#### Отрывок

В заключение Карамзин говорит о свойствах английского языка. Высказав свое мнение вообще, замечает: «Кажется, что у англичан рты связаны, или на отверстие их положена министерством большая пошлина: они чуть-чуть разводят зубы, свистят, намекают, а не говорят. Вообще английский язык груб, неприятен для слуха; но богат и обработан во всех родах для письма», и прочее… Сказав несколько слов о литературе англичан, Карамзин переходит к описанию их характера. Сыны Альбиона совсем перестали ему нравиться, когда он глубже изучил их нравственную сторону. Он замечает, между прочим, что в английской нравственной природе столько разнообразных характеров, характеров типических, что Филдингу не надобно было выдумывать героев для своих романов, а стоило только наблюдать и описывать. Этим и оканчиваются наблюдения Карамзина над англичанами. Проехав Германию, Швейцарию и Францию, и наскучив, как знакомствами с литераторами и учеными, так и пресытившись красотами природы, Карамзин искал нового предмета, который мог бы занять его внимание и этот предмет было общество. Замечания его об Англии, встречаемые нами в «Письмах русского путешественника», стоят гораздо выше по своему интересу, чем замечания о Германии и Франции.

#### Записи

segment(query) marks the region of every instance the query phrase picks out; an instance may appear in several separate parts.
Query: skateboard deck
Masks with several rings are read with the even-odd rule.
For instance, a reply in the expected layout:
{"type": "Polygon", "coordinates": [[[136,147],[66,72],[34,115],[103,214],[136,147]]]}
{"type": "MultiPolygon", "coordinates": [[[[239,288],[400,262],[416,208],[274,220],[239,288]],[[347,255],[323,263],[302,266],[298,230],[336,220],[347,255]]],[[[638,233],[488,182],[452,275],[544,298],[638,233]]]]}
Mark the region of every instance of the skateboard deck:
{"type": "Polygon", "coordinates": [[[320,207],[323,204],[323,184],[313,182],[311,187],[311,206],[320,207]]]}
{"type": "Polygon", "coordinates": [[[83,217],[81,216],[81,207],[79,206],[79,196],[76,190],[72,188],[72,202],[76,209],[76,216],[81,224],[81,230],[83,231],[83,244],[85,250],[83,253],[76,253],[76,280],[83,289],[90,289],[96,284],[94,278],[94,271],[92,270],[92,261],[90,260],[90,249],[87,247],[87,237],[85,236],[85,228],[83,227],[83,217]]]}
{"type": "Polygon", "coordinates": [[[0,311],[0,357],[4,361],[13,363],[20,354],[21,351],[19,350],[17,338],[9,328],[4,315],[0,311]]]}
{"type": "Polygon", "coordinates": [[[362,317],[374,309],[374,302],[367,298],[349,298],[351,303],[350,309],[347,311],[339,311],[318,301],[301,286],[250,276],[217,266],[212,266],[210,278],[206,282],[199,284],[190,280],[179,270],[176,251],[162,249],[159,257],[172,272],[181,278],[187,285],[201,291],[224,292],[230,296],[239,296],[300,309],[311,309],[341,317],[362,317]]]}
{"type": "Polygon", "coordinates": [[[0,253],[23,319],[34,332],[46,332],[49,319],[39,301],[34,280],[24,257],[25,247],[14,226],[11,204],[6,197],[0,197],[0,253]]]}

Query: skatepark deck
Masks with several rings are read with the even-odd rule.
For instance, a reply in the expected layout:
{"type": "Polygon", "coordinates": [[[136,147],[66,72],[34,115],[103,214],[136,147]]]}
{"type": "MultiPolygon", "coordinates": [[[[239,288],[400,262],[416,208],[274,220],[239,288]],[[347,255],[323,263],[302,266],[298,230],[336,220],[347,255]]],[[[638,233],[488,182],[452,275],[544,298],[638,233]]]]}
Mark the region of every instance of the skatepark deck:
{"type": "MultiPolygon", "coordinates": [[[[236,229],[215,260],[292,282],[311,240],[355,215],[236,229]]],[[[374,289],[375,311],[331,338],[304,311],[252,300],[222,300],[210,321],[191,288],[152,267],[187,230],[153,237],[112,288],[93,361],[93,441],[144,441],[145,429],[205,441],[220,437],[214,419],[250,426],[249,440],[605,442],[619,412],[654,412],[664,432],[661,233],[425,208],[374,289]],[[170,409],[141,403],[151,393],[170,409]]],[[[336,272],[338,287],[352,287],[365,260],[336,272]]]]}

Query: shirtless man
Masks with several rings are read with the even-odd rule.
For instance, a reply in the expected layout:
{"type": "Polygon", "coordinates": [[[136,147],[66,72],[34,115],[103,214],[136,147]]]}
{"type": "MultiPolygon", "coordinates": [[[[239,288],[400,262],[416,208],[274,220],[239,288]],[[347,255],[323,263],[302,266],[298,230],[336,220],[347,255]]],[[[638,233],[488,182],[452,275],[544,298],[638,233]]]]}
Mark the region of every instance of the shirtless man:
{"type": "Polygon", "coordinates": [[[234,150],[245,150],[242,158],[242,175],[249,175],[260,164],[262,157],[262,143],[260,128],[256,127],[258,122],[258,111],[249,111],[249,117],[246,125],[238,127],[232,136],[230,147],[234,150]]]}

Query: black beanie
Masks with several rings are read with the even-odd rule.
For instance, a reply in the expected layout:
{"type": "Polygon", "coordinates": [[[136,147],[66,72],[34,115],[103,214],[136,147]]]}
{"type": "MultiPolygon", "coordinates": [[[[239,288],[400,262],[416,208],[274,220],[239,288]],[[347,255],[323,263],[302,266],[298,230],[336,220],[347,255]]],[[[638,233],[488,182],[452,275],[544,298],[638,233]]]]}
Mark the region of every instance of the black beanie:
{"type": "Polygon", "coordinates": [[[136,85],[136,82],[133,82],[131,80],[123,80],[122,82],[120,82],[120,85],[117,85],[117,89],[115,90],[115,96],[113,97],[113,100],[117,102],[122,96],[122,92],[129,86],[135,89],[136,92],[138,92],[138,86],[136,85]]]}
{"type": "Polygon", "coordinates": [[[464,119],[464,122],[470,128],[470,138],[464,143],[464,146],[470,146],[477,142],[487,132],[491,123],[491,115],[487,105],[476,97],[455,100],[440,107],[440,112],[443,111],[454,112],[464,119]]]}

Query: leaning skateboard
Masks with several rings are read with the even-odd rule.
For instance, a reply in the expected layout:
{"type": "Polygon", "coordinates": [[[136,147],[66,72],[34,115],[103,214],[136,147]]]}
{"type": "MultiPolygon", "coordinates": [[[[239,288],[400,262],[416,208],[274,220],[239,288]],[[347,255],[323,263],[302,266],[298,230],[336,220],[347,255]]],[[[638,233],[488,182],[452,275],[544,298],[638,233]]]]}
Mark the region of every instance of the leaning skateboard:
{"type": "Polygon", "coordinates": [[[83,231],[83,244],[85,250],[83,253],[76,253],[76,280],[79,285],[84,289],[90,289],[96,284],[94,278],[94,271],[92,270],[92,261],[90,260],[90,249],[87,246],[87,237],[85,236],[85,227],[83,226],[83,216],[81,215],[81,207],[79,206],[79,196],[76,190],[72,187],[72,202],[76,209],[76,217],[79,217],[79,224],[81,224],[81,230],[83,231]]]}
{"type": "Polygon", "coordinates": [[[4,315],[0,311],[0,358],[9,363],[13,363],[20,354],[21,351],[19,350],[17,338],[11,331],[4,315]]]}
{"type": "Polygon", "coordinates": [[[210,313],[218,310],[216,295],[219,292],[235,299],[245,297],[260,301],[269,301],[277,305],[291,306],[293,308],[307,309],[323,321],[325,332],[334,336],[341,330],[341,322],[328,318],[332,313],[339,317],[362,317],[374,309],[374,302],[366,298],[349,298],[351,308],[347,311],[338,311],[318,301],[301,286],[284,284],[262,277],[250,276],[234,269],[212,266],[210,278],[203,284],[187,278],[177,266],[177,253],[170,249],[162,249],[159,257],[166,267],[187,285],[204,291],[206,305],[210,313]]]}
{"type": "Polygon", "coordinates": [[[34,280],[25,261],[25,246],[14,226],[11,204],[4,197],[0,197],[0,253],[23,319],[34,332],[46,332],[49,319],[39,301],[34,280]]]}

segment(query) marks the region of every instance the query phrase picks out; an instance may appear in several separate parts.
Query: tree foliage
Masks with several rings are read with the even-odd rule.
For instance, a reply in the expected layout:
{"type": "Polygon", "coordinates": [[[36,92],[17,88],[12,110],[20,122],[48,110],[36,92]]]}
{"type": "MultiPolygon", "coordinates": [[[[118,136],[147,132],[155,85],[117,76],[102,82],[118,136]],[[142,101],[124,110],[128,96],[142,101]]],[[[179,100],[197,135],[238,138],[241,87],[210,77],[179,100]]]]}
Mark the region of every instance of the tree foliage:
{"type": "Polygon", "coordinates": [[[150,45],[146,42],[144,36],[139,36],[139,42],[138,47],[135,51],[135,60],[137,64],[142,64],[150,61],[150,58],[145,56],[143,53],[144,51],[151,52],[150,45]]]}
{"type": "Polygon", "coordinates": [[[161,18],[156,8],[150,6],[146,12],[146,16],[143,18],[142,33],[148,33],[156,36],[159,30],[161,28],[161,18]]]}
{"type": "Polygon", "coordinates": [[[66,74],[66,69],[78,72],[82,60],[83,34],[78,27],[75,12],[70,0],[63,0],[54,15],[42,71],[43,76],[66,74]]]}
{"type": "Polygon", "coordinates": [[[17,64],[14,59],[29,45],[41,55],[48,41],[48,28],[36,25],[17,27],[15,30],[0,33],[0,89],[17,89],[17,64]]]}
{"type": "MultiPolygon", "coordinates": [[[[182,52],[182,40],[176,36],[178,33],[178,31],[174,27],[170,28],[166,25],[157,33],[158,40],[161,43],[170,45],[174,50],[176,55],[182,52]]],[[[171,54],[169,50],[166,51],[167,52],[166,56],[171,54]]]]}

#### Короткая задача
Подхватите отрывок о наблюдениях Карамзина над англичанами и продолжите его сразу после последней фразы.

#### Ответ
Но по мере того, как Карамзин наслаждался лондонскою жизнью и анатомически изучал душевные свойства и особенности англичан, кошелек его истощался день от дня, становился легче и легче, и когда в нем остались только две гинеи, Карамзин отправился на биржу и поплыл в Россию на первом корабле, оставлявшем гавань Темзы. Нептунова стихия сначала мучила нашего путешественника; он сильно заболел, но вскоре поправился, и так полюбил море, что готов был плыть хоть на край света. Во время плавания Карамзин читал Оссиана24 и переводил его «Картона».
Наконец Карамзин прибыл в Кронштадт. Тут он всех останавливал, спрашивал единственно для того, чтобы говорить по-русски, чтобы слышать родную речь.
Замечательно, что все путешествие стоило Карамзину не более тысячи восьмисот рублей.
Карамзин явился в Петербург в модном фраке, с шиньоном и гребнем на голове, с лентами на башмаках. Дмитриев представил его Державину, и здесь Карамзин своими интересными рассказами о чужих краях обратил на себя внимание хозяина. «Это гений», – сказал с восторгом Карамзин, благодаря Дмитриева за то, что он его познакомил с певцом Фелицы25. Между тем посторонние лица, увидев здесь Карамзина, различным образом старались выказать неуважение к молодому франту, не ожидая от него ничего особенного.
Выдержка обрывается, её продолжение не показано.